BEGIN Text

While some brushed this off as an intense conversation but with mutual respect behind it, others saw more unacceptable behavior. Former NFL wide receiver Steve Smith told the Detroit Free Press that Pleasant’s outburst was the early signs of a “train wreck waiting to happen.” Former Lions safety Glover Quin went to Instagram and condemned the coach’s actions.

“I didn’t see what made the coach go off like this, but how do you expect your player to go out and play for you after this!! These coaches be on some BS,” Quin captioned an Instagram story.

These players certainly bring a unique perspective, having been in NFL locker room and likely been on the wrong end of a shouting match before. But they’re also missing a piece of the equation: Okudah’s relationship with Pleasant.

Okudah’s teammate Amani Oruwariye tried to provide some clarity on Wednesday afternoon.

“I’m going to make it real clear. Everyone has particular relationships with coach Pleasant,” Oruwariye said. “He’s come here and really challenged everyone, because he sees the potential in everyone, and he really just wants to light that (fire) under every single guy. And he has different relationships, different ways of going about that, with everyone. But at the end of the day, it’s just two guys wanting to be great, you know what I mean? We have great relationships with coach Pleasant.”

Lions rookie cornerback Ifeatu Melifonwu backed up Pleasant, as well.

“Yeah, coach Pleasant is a really good coach, probably one of the best coaches I’ve ever had,” Melifonwu said. “It’s tough love sometimes, but you know it’s coming from a good place. It’s not ego or anything, he just wants us to be great.”

From the outside, it’s hard to parse through it all. It shouldn’t be overlooked that Pleasant came back to Okudah shortly after the incident and embraced him following another poor play from the young cornerback.

Pleasant has certainly showed a fiery demeanor at practices, so it’s not something that is completely new. But while these NFL players outside of Detroit may not know the intricacies of these interpersonal relationships, their outlook matters, because that’s how other current players are going to see it, too. And that sort of thing could potentially impact free agency.

The incident was big enough for Pleasant to address the team afterwards, but Melifonwu said he wanted to keep that conversation in house. Head coach Dan Campbell also commented on the moment, telling 97.1 The Ticket that he was and wasn’t okay with it.

“It’s what goes on, on the sideline,” he said. ”It’s high emotions, man, it’s high stress. And sometimes it’s the only way to communicate, at times. You have to get through, you got to break through that barrier and sometimes there’s players and there’s coaches, when you get one blowup, now you can finally get some work done if that makes sense. And it just happens that way, naturally. I don’t want disruption, but at the same time I know this, that things got cleaned up after that and so, it’s just, that’s the way it goes sometimes.”

One can still debate whether the ends justify the means, but this is certainly a nuanced discussion that is hard to have without full knowledge of Okudah’s relationship with Pleasant, what exactly was said on the sidelines, what Pleasant said to the team afterwards, and how the coach will approach his conduct going forward.

END Text
BEGIN Supplied records

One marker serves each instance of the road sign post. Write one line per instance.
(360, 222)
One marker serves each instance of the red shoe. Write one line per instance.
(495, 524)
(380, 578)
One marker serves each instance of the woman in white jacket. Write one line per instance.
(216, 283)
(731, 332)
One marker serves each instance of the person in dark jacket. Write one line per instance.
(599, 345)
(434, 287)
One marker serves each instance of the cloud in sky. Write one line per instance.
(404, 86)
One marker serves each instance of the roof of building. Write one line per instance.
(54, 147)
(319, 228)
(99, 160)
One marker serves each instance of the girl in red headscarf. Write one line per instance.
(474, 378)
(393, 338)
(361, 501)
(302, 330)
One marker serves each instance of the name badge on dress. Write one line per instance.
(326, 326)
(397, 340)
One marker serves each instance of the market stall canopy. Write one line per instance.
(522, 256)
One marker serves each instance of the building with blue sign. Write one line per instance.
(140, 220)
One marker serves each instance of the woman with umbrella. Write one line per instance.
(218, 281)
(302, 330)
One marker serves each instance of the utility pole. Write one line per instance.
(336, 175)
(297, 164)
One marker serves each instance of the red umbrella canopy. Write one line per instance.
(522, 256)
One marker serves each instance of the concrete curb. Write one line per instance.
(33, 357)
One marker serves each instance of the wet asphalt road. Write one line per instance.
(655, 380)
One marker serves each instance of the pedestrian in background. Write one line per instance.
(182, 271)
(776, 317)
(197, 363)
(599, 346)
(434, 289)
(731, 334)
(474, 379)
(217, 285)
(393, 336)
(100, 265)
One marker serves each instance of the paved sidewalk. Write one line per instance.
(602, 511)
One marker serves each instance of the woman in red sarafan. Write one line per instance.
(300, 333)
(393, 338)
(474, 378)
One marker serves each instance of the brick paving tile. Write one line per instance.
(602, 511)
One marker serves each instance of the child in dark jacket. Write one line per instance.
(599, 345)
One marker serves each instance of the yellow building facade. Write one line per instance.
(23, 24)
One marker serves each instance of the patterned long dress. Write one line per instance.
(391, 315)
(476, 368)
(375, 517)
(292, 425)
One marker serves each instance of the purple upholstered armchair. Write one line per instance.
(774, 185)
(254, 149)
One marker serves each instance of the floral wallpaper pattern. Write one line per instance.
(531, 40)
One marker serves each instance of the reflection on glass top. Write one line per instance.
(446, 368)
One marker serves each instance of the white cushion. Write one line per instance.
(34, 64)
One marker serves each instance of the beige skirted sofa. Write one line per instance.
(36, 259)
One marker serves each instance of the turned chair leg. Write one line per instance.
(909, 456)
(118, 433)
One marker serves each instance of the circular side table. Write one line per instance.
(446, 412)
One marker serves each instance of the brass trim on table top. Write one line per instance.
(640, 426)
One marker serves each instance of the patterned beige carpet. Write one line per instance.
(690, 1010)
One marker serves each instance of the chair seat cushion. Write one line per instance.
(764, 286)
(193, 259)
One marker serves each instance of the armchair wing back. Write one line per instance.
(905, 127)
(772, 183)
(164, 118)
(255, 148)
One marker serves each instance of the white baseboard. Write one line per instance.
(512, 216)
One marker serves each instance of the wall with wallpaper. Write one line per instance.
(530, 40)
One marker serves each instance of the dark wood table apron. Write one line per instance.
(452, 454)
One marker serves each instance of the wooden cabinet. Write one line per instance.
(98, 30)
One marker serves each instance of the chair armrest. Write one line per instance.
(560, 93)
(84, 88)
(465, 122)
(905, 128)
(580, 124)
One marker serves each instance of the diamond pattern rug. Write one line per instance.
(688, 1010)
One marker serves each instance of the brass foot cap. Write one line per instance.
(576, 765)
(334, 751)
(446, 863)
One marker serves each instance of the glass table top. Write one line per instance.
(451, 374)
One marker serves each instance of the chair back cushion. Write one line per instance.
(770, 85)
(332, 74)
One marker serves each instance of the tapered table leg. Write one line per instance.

END Supplied records

• **Problem A**: Translate this sentence from the text about the Lions sideline incident into Spanish: "Lions rookie cornerback Ifeatu Melifonwu backed up Pleasant, as well."
• **Problem B**: In the text about the Lions sideline incident, which outlet did head coach Dan Campbell talk to about the moment?

• **Exercise answer A**: El cornerback novato de los Lions, Ifeatu Melifonwu, también respaldó a Pleasant.

• **Exercise answer B**: 97.1 The Ticket